━━━ RECORDS FOR THE EXERCISE ━━━
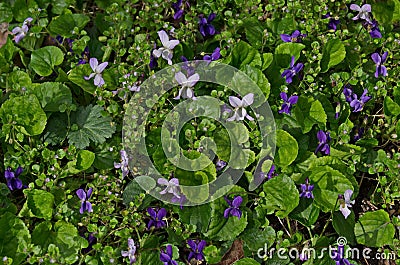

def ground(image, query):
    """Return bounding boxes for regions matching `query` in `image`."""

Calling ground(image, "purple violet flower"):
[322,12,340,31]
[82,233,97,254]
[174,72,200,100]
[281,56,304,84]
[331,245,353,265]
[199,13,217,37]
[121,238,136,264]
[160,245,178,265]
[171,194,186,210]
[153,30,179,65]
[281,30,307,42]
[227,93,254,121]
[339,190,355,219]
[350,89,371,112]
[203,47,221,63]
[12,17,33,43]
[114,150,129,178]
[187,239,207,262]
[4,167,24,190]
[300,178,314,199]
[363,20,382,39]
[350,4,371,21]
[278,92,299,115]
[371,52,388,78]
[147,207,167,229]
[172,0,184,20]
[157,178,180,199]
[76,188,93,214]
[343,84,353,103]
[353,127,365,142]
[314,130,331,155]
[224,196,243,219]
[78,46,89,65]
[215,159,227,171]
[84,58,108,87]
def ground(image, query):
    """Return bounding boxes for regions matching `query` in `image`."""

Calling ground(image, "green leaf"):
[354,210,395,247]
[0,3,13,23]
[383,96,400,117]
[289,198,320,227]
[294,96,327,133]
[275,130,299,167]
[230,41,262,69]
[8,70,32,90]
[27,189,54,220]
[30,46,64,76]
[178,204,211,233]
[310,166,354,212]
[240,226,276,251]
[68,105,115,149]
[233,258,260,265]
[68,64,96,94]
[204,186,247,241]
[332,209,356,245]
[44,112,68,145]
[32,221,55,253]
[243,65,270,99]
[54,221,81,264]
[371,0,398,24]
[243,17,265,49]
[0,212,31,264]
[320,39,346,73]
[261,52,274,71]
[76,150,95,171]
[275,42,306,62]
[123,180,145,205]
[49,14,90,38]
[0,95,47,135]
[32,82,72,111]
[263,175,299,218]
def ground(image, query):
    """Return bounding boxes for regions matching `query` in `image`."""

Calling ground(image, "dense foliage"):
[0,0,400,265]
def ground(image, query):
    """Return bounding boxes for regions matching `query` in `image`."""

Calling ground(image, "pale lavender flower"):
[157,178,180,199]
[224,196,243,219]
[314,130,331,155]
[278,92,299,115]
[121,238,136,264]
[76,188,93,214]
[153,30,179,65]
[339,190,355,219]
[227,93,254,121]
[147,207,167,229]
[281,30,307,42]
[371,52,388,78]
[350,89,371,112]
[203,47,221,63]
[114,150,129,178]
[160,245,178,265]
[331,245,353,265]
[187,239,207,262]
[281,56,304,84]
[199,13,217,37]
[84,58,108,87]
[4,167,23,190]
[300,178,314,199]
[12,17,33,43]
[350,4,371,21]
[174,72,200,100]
━━━
■ STATED TASK
Locate every line in the rows above that contains the word "Calling", and copy each of those lines.

■ THE SOLUTION
Calling ground(image, "purple violet flower"):
Calling ground(image, "green leaf"):
Calling ground(image, "dense foliage"):
Calling ground(image, "pale lavender flower"):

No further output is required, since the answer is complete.